Excerpt to read:
========================================

This Is How We Do It: Resolving Microsoft Cloud Incidents Like Pros

November 21, 2024

As full time cloud incident responders we often come across similar challenges when doing incident response in Microsoft cloud environments. Normally we love to show off with some cool war stories. This blog post is different, we’ll walk you through our approach, hopefully, it’ll inspire some of you to try something similar. And we’d love to hear about your setups too! If you have any suggestions for improving ours, let us know. There's always room to improve. Happy reading!

The problem

You know how it goes, nobody likes doing the same task over and over again. As incident responders investigating incidents in Microsoft 365 and Azure, we found ourselves repeatedly asking clients for the same information and following the same steps. We thought, "There has to be a better way!" So, we decided to build one.

How we used to do it

In the early days, we relied on tools like the Microsoft Extractor (and eventually the Microsoft Extractor Suite), our process for gathering log data was slow and required manual work. We’d request clients to set up an account with the necessary permissions, and then, through delegated access, use that account to collect all relevant logs.

========================================

Data:
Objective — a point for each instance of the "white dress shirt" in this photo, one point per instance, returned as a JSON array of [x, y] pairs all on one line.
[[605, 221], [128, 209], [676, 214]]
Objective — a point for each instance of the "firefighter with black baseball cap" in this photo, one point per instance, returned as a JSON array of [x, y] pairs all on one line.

========================================

Short task: Continue the blog post about resolving Microsoft cloud incidents, starting right after its final sentence. The data has no connection to the blog post about Microsoft cloud incident response.

Task answer:
Here’s what investigating a security incident looked like:

Request the client to create a dedicated account for the investigation
Wait for them to complete the setup
Manually gather all the required data
Process the logs
Analyze the logs
Draft a report
Repeat this process for each new client

It worked, but it wasn't exactly efficient.

Areas of improvement

To come up with a better way of doing things, let's start with areas where we can improve:

Simplifying Account Setup
(Slowly) embracing the Graph API
Working around Graph API limitations
Leveraging automation for log collection
Automatic processing and detection

Let's dive deeper into each of these topics to see how we achieved improvements.

Simplifying account setup

In the past, getting started meant asking clients to set up an account for us. Today, we’ve simplified this by moving to a multi-tenant application model with all the necessary Graph API permissions. This setup allows us to register our acquisition application directly in the client’s environment.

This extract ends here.